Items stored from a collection

+ + + + +

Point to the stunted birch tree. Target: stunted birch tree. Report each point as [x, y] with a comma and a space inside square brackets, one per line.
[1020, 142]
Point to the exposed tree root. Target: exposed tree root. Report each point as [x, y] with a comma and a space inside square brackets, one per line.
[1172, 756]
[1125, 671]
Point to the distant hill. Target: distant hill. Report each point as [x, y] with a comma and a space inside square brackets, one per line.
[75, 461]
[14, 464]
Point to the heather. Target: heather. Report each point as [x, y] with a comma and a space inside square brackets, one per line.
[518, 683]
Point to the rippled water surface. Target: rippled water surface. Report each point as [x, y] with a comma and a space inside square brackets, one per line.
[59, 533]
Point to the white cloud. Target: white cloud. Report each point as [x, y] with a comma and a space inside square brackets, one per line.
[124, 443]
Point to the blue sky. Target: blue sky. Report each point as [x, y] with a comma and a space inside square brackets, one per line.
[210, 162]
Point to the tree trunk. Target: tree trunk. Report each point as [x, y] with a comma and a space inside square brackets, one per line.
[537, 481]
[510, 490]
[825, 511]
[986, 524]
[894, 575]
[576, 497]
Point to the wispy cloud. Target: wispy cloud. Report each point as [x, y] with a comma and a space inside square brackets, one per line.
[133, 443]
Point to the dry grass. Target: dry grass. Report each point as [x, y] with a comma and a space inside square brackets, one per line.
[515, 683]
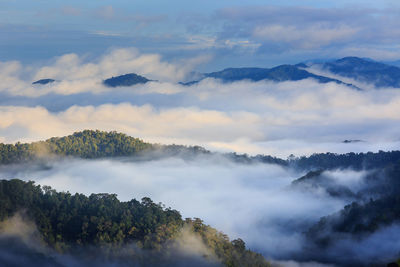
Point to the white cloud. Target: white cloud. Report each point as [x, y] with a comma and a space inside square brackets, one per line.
[309, 37]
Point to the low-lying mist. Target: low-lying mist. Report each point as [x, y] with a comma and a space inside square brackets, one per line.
[20, 245]
[256, 202]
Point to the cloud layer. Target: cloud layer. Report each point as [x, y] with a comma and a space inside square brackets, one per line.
[265, 117]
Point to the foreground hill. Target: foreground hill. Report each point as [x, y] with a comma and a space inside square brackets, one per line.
[101, 226]
[92, 144]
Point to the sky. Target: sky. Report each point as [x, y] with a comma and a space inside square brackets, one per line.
[230, 33]
[81, 43]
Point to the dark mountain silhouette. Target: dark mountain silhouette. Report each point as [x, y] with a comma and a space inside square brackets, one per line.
[125, 80]
[44, 81]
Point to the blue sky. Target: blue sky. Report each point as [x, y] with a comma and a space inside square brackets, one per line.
[230, 33]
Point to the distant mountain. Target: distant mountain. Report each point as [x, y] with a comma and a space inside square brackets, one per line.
[125, 80]
[364, 70]
[44, 81]
[278, 74]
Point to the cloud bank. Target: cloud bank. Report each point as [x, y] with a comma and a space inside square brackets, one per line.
[301, 117]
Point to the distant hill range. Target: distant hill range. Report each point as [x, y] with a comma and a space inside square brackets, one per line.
[363, 70]
[125, 80]
[358, 69]
[44, 81]
[277, 74]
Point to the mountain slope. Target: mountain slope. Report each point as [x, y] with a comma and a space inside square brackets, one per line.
[278, 74]
[100, 226]
[44, 81]
[364, 70]
[125, 80]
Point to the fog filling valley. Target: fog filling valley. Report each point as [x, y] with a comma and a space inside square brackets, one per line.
[255, 202]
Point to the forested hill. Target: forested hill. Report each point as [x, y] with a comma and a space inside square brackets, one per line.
[101, 144]
[101, 226]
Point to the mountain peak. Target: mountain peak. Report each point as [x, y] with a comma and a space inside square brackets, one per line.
[125, 80]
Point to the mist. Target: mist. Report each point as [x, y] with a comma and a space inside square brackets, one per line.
[256, 202]
[265, 117]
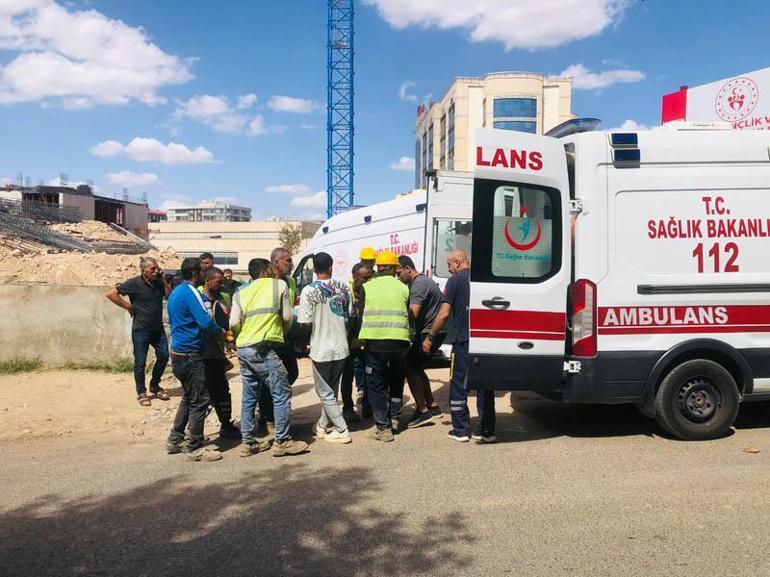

+ + + + +

*TO DO*.
Render the lines above as a numbered list, omitting blank lines and covering every item. Leave the pictures out of the answer.

*FULL RESPONSE*.
1. Point to the stunted birch tree. Target: stunted birch tree. Report each point as [x, y] with a comma and a space inside square brackets, one per line.
2. [1020, 142]
3. Point to the exposed tree root. Target: exposed tree root. Report each point as [x, y] with a comma and a space inside square brackets, one per line.
4. [1172, 756]
5. [1125, 671]
6. Point to the distant hill. Target: distant hill. Report each point as [x, y] with a comma and a space inside square brackets, one per line.
7. [75, 461]
8. [14, 464]
9. Point to the heather. Target: heather. Report each point as [x, y] with a comma and a space inside square brackets, one per line.
10. [518, 683]
11. Point to the rippled water surface. Target: rippled water surface. Report each point as [x, y] with a comma and a space inside square brackets, one per line.
12. [59, 533]
13. Point to the white cloud. Target: white cloud. Report each point as [x, y] with a comma and a space inside square brackets, one per line.
14. [124, 443]
15. Point to the blue sky. Target: blue sky. Report each point as [x, y] with a comma and a space inside square brackets, one per line.
16. [210, 162]
17. Point to the tree trunk. Target: tree trunk. Report each point as [x, y] with a comma and a space inside square brackets, one per line.
18. [537, 481]
19. [510, 490]
20. [825, 511]
21. [986, 524]
22. [894, 575]
23. [576, 497]
24. Point to the wispy cloud. Target: wispy cloud. Report each point as [x, y] with a comma and a space inside square brackets, one per line.
25. [133, 443]
26. Point to the dry grass. Target: dry grass. Report each point as [x, y] with a comma and a space inside square brackets, one per line.
27. [515, 683]
28. Point to the white cloud. Target: white cloud. Report each point as [x, y] with a comma and a space inside square brackets, one per line.
29. [309, 37]
30. Point to the low-lying mist. Target: low-lying mist. Report each point as [x, y] with a comma and a space inside square brackets, one per line.
31. [20, 245]
32. [256, 202]
33. Point to the cloud layer. Target: cloud layer. Report each point as [x, y] with a comma and a space inside square brackets, one per line.
34. [265, 117]
35. Point to the foreground hill. Target: foreground hill. Report each point as [x, y] with a comma and a space inside square brackets, one per line.
36. [101, 226]
37. [92, 144]
38. Point to the sky. Target: sky. Report each point as [x, y] with a comma and a space inside square brackets, one per line.
39. [230, 33]
40. [81, 43]
41. Point to the dark mountain silhouette. Target: dark mountain silhouette. Report each point as [x, y] with a comma and a space inside square brackets, one per line.
42. [125, 80]
43. [44, 81]
44. Point to the blue sky. Target: blue sky. Report each point as [x, y] with a comma and a space inside square brackets, one per line.
45. [230, 33]
46. Point to the distant mountain. Target: distant mountain. Report each point as [x, y] with a comma and a space inside square brackets, one per line.
47. [125, 80]
48. [364, 70]
49. [44, 81]
50. [278, 74]
51. Point to the cloud bank. Target: cloud bank. Report each point as [x, y] with a comma and a space inside square brackets, one per line.
52. [301, 117]
53. Point to the distant hill range. Target: distant hill range. Report each point as [x, y] with a comma and a space inside square brackets, one per line.
54. [363, 70]
55. [125, 80]
56. [358, 69]
57. [44, 81]
58. [277, 74]
59. Point to the mountain slope. Target: mountain slope. Report each point as [x, y] with a comma and a space inside square brackets, one per line.
60. [278, 74]
61. [100, 226]
62. [44, 81]
63. [364, 70]
64. [125, 80]
65. Point to the fog filling valley. Target: fog filling valley. Report each point as [x, y] with a comma and a space inside square brackets, one per line.
66. [255, 202]
67. Point to the forested hill. Target: forested hill. Report each point as [x, y] with a comma and a space inside square brackets, one per line.
68. [101, 144]
69. [101, 226]
70. Point to the mountain peak. Target: mountain peak. Report each point as [x, y] with a comma and a space inside square brackets, one per line.
71. [125, 80]
72. Point to the mist. Target: mist. Report each point as [x, y] with a comma and a space inside square brackets, one per line.
73. [256, 202]
74. [265, 117]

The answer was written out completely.